### [REQUIREMENT A]
Revise the passage on psychopathy from the words "Psychopathy (or the" through "than we are.", and write that part out again with "callousness" changed to "coldness".
### [REQUIREMENT B]
According to the passage on psychopathy, what proportion of people truly meet the criteria to be properly diagnosed as psychopaths?

START EXCERPTED TEXT

Psychopaths have a strange allure about them. We enjoy reading their stories, talking about them, and watching them in Hollywood movies. It’s almost as though we are fascinated by their utter lack of care for our feelings. Mystery drives curiosity, even when the mystery is not particularly good for us. The simple fact that they lack empathy — a typical human trait that the rest of us automatically experience — makes us want to learn more about them.
Psychopathy (or the related diagnosis of antisocial personality disorder) is characterized by selfishness, callousness, impulsivity, and a lack of empathy. Less than 5% of people truly meet the criteria to be properly diagnosed as psychopaths. But like with many other psychological characteristics, psychopathic traits sit along a continuum, and a person is diagnosed when their symptoms exceed some predefined threshold. So even if we don’t personally know a real psychopath, it probably is true that most of us know someone who is a bigger psychopath than we are.
Empathy is a pivotal feature for telling apart a psychopath from a typical person, but we can study empathy from several perspectives. The first relates to what scientists call “theory of mind”, which refers to our ability to reliably attribute mental states to other people. It allows us to read their behaviors, intentions, and beliefs. Without it, we struggle to understand what people are doing and what they are likely to do next.
Psychopaths do not seem to have much difficulty with theory of mind. Depending on how you look at it, their normal function in this domain may sound surprising. If theory of mind is a critical feature of empathy, then you would predict that selfish psychopaths lack that capacity for reading minds; after all, how can we understand other people’s beliefs and motivations without empathy?
But what if you consider theory of mind as just one facet of empathy rather than its critical core? Then, it’s less surprising to know that psychopaths are good at reading people. In fact, much of their callous manipulation of others probably depends on an intact theory of mind. People are much harder to manipulate if you cannot understand and predict their thoughts and behaviors.

END EXCERPTED TEXT
START INFORMATION PROVIDED

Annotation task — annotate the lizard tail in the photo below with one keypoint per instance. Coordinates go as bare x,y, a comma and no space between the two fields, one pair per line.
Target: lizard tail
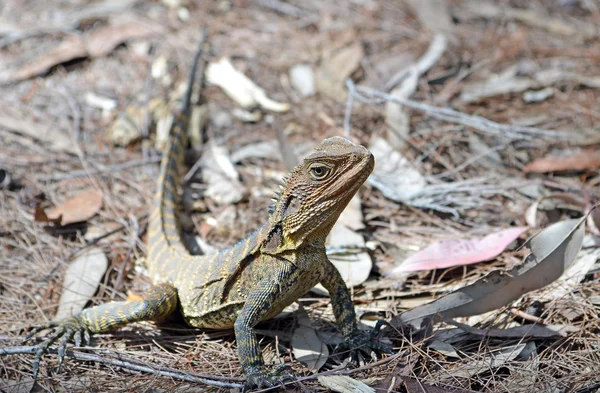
164,230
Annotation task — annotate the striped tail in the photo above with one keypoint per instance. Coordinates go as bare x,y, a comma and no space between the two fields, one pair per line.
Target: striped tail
164,229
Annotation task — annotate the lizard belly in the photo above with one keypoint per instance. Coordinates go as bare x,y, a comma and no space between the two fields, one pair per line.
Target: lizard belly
298,285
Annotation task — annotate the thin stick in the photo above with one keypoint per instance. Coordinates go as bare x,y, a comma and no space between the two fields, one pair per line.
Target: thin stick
148,368
450,115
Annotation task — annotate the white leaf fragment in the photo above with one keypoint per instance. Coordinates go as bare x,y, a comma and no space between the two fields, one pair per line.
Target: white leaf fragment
239,87
394,175
307,347
81,281
303,79
553,250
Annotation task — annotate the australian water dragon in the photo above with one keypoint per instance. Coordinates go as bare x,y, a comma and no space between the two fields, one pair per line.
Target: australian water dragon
256,278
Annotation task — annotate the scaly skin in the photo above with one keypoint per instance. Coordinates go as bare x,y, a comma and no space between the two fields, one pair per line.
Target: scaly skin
256,278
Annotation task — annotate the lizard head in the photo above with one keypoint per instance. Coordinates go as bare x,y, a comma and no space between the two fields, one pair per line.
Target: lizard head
318,190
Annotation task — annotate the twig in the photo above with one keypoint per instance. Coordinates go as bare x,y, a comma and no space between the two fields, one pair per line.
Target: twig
109,168
90,243
450,115
147,368
351,93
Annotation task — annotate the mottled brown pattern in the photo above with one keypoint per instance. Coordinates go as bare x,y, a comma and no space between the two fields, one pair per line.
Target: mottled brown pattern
257,277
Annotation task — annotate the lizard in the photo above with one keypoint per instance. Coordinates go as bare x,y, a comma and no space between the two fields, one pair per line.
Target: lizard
255,279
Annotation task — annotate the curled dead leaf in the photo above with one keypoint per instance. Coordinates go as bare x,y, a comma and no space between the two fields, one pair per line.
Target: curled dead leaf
79,208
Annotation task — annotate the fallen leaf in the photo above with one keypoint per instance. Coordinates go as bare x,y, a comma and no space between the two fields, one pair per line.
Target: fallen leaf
490,361
344,384
264,149
81,281
531,18
97,43
511,81
549,205
535,331
534,96
336,68
307,347
578,161
239,87
302,78
443,348
553,250
414,385
24,385
397,116
50,137
458,252
354,266
573,275
394,175
433,15
81,207
223,181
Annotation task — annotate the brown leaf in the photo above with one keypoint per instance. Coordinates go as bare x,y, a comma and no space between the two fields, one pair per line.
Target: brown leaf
79,208
102,41
98,43
40,215
578,161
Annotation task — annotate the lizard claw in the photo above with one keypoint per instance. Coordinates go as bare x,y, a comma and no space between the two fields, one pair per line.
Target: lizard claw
265,379
364,343
65,330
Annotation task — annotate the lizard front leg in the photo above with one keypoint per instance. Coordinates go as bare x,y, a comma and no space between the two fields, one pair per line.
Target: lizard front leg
355,340
258,304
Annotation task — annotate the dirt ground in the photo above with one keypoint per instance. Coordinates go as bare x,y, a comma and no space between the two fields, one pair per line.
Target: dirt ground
498,128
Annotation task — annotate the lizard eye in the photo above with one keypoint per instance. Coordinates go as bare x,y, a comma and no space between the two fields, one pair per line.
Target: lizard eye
319,171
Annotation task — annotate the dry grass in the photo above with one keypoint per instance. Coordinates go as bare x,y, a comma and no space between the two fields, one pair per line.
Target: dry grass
267,38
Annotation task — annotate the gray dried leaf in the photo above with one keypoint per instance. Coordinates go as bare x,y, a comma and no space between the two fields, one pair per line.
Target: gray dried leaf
307,347
344,384
553,250
81,281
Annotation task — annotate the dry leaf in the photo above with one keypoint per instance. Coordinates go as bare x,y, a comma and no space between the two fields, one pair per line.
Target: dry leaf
511,81
344,384
354,266
221,176
394,175
535,331
97,43
335,69
553,250
307,347
490,361
81,281
50,137
397,116
239,87
458,252
531,18
433,15
578,161
81,207
573,275
302,78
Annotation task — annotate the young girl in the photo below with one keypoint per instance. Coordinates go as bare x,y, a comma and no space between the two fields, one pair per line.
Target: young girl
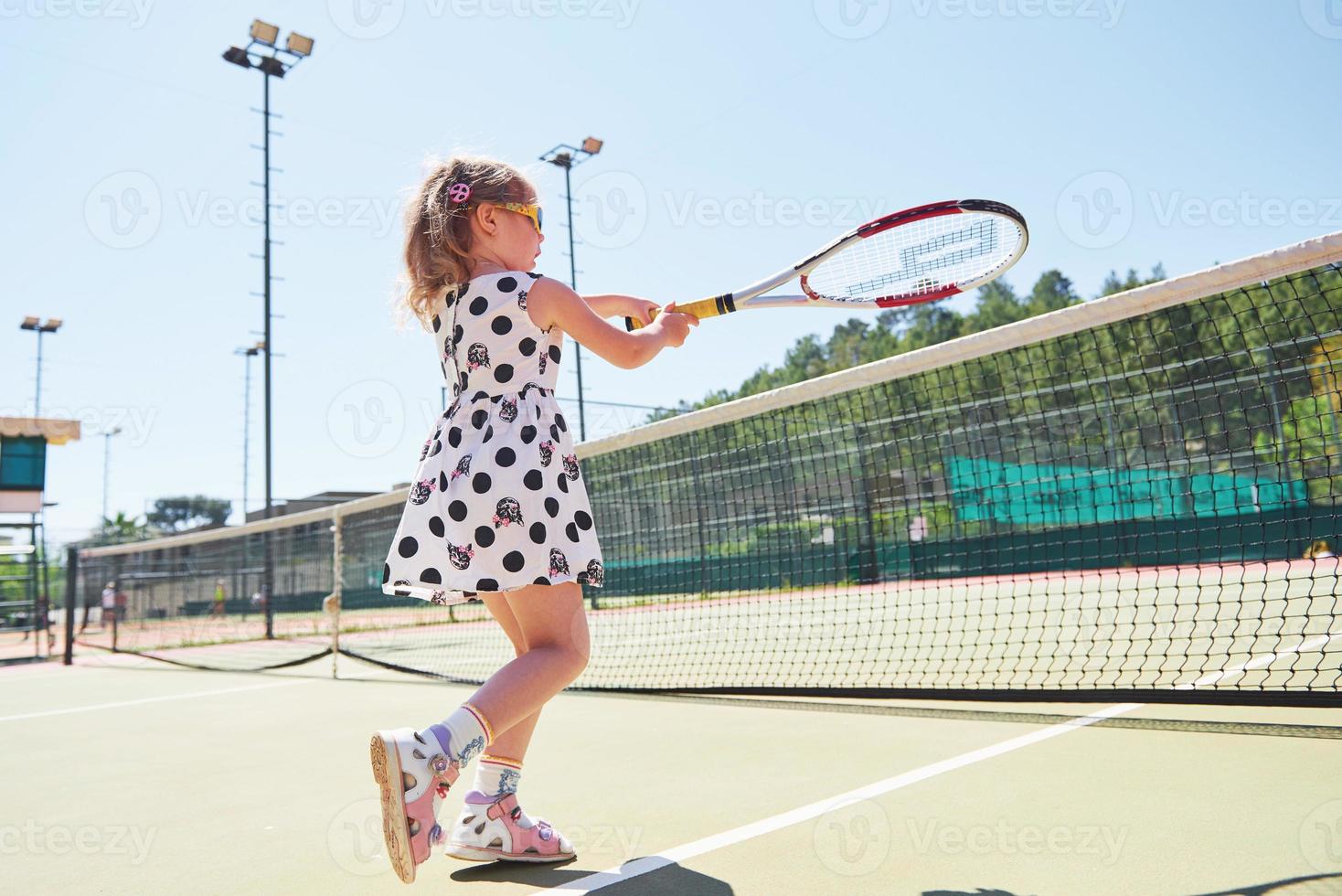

END INFORMATION PROVIDED

### [WRITTEN ANSWER A]
Psychopathy (or the related diagnosis of antisocial personality disorder) is characterized by selfishness, coldness, impulsivity, and a lack of empathy. Less than 5% of people truly meet the criteria to be properly diagnosed as psychopaths. But like with many other psychological characteristics, psychopathic traits sit along a continuum, and a person is diagnosed when their symptoms exceed some predefined threshold. So even if we don’t personally know a real psychopath, it probably is true that most of us know someone who is a bigger psychopath than we are.

### [WRITTEN ANSWER B]
Less than 5% of people.